» **List of tasks**
1. In the expert witness interview, list every principal fault that the interviewee says emerges from instructions.
2. Quote the passage of the expert witness interview that runs from "In relation to" to "heritage assets concerned.".

» **Excerpted passage**
Expert Witness – Archaeology & Cultural Heritage – CgMs

Dr Michael Dawson MIfA FSA has years of experience in archaeology and cultural heritage. As an expert witness he faces the challenge of balancing development and the conservation of British cultural heritage and often finds himself dealing with cases from archaeological impact assessment. He speaks to us about his favourite type of case, the challenges he faces as an expert witness, and the legislative amendments he would like to see.


What are the flagship archaeology & cultural heritage cases you have been involved with over the years?

One of my most important cases was APP/E2530/A/08/2073384, Thackson’s Well Farm, Sewstern Lane, Long Bennington, Newark, Lincolnshire NG23 5EX before Mr Lavender and concerned a windfarm in the Vale of Belvoir. Acting for English Heritage (now Historic England) the case concerned the impact of a proposed windfarm on the significance and interrelatedness of heritage assets. My case was that the turbines would disrupt and compromise the relationship between Harlaxton, a Grade I listed house and St Marys Bottesford, on which the house had been deliberately sited, so that the spire of the church formed a focal point at the end of the drive between two flanking hills; the turbines were also visible on the sky line on key views from Belton House, another grade I listed country house.


Can you talk LM through what your role as an expert witness involves in this legal segment, with particular regards to conservation?

My role as an expert witness involves the preparation of heritage statements in cases involving appeals against listing, impact on setting, on historic character and on character and appearance. My role often begins with an assessment of the heritage impact set out in a planning application or listing proposal. The former involves critical appraisal of an application drawing out the strengths and weaknesses in light of both case law and inquiry decisions. In challenging listing proposals by Historic England on behalf of DCMS, it is always the case that detailed research is necessary to establish the correct nature of heritage signficance.

In relation to planning appeals, once the parameters of a case have been established, these are presented to a case conference, before a proof and Statement of Common Ground are drafted. At this stage the need for further information to clarify points in the original application are made, though not new information. This can include visualisations to demonstrate impact or further analysis of sources. The key issues are often establishing the correct level of heritage signficance, using guidance and policy where appropriate to establish special interest, character and appearance or setting depending on the heritage assets concerned.

Close consultation with counsel prior to the inquiry or submission of written representations is essential.


As an expert in archaeology, what are the biggest risks to look out for in your expert witness role?

The most common factors are inadequate assessment of signficance. Significance is the current terminology in the National Planning Policy Framework (NPPF) and equates to the special interest (of listed buildings in the Planning Listed Buildings and Conservation Areas) Act 1990 secs 66 and 72).

The second greatest risk is that current research is not adequately understood, when assessing the potential impact of development on below ground archaeology; in particular where landscape patterning can undermine a case where historic trends might suggest a higher signficance.

In your instructions as an expert witness how do you assess the faults that could result from these risks?

The principal faults which emerge from instructions concern the inadequate expression of signficance, misunderstanding setting, mis-interpretation of character and appearance, and inadequate awareness of special interest. The key to understanding all these issues and presenting a robust case is attention to detail, a clear understanding of the policy context and an appropriate level of targeted research.

» **Extracted entries**
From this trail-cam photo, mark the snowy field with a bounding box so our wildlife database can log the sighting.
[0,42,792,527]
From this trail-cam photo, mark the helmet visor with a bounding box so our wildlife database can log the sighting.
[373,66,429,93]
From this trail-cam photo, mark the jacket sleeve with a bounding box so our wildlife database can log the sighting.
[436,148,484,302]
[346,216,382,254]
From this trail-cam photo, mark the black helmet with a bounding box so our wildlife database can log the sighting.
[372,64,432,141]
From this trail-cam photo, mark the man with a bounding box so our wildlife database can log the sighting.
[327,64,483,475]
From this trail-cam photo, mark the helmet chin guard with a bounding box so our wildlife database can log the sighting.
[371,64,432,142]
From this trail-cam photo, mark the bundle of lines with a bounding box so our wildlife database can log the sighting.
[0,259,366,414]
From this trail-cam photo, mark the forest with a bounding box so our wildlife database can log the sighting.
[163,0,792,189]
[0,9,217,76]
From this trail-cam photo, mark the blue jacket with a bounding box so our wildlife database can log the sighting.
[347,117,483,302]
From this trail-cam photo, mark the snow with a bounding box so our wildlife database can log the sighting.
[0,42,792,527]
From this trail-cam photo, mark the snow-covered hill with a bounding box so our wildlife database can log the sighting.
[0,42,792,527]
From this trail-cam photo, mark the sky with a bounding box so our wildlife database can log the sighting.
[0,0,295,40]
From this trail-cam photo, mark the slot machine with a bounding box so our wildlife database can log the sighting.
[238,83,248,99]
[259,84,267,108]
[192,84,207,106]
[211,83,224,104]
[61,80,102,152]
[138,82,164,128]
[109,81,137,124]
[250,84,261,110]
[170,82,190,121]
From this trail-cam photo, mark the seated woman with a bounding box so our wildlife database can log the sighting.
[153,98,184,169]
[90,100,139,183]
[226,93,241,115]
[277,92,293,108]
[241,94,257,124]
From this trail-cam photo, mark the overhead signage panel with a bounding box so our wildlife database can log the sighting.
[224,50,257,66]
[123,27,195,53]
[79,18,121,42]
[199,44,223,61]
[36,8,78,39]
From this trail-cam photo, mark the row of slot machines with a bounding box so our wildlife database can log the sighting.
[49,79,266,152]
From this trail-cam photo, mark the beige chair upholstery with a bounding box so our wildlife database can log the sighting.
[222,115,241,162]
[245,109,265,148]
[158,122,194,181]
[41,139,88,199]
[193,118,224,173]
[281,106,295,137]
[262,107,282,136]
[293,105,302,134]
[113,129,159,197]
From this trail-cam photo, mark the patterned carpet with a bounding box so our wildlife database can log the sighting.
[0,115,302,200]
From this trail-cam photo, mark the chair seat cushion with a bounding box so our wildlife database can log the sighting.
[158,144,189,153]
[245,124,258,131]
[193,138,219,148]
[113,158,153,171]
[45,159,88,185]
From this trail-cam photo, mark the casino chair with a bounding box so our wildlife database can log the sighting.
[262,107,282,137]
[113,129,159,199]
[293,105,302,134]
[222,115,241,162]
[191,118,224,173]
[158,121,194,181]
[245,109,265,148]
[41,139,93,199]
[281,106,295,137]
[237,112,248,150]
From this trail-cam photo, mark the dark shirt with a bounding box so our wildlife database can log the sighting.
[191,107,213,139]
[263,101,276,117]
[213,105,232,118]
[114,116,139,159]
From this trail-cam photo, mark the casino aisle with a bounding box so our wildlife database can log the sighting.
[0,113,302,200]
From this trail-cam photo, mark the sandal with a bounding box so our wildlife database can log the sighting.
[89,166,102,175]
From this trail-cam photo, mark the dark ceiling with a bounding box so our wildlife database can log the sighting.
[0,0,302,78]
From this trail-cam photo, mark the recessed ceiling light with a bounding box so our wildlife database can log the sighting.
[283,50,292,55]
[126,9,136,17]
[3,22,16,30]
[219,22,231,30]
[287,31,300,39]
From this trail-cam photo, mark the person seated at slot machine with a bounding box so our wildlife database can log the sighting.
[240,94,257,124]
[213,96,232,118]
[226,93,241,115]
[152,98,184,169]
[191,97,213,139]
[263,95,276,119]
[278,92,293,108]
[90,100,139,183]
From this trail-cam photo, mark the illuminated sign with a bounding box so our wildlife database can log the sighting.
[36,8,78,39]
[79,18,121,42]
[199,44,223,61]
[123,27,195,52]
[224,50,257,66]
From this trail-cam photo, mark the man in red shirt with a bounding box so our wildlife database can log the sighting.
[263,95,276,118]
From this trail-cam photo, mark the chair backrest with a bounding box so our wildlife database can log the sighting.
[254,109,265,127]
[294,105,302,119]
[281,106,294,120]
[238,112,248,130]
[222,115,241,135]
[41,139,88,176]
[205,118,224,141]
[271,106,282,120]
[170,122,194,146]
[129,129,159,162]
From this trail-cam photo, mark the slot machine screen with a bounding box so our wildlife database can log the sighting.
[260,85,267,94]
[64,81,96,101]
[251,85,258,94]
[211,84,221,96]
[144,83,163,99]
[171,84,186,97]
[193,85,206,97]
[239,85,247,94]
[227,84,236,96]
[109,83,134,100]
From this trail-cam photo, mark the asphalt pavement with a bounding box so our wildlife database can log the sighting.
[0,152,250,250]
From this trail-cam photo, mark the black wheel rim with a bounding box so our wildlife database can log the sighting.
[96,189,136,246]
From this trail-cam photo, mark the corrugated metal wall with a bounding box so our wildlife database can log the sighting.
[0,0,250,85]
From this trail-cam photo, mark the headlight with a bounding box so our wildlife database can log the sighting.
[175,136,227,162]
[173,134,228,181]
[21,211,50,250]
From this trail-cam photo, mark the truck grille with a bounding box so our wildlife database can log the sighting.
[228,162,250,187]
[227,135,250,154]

» **Solutions below**
1.
- Inadequate expression of significance
- Misunderstanding setting
- Mis-interpretation of character and appearance
- Inadequate awareness of special interest

2.
In relation to planning appeals, once the parameters of a case have been established, these are presented to a case conference, before a proof and Statement of Common Ground are drafted. At this stage the need for further information to clarify points in the original application are made, though not new information. This can include visualisations to demonstrate impact or further analysis of sources. The key issues are often establishing the correct level of heritage signficance, using guidance and policy where appropriate to establish special interest, character and appearance or setting depending on the heritage assets concerned.